— START Dataset records —

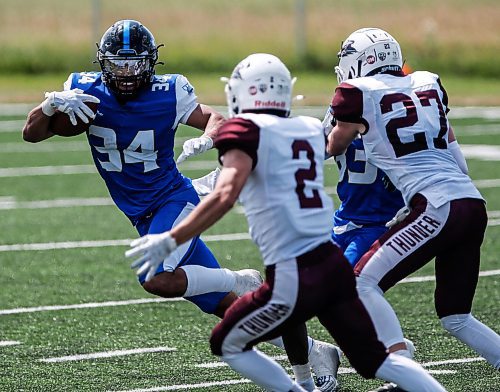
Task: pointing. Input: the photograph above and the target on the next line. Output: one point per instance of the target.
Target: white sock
(202, 280)
(476, 335)
(261, 370)
(408, 375)
(303, 376)
(278, 342)
(383, 316)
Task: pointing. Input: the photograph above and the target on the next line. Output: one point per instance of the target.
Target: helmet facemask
(126, 75)
(261, 82)
(127, 55)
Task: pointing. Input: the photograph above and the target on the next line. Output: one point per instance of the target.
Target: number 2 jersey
(287, 209)
(406, 133)
(132, 143)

— END Dataset records —

• [Aim of the exercise]: Transcribe every line of the records above word for word, leaving out the pictures.

• [Solved exercise]:
Task: pointing. Input: the photograph above and the target on the next line. Output: one point per instance of the target.
Target: white sock
(202, 280)
(476, 335)
(261, 370)
(408, 375)
(303, 376)
(278, 342)
(383, 316)
Task: pointing. Input: the photograph above and the target on the next line. Output: one point per instance of the target.
Target: helmet facemask
(126, 75)
(261, 82)
(127, 55)
Task: pointing. Input: the photograph above and the target on the next line. Output: one point per instance of the target.
Target: number 2 jersey
(287, 209)
(406, 133)
(132, 143)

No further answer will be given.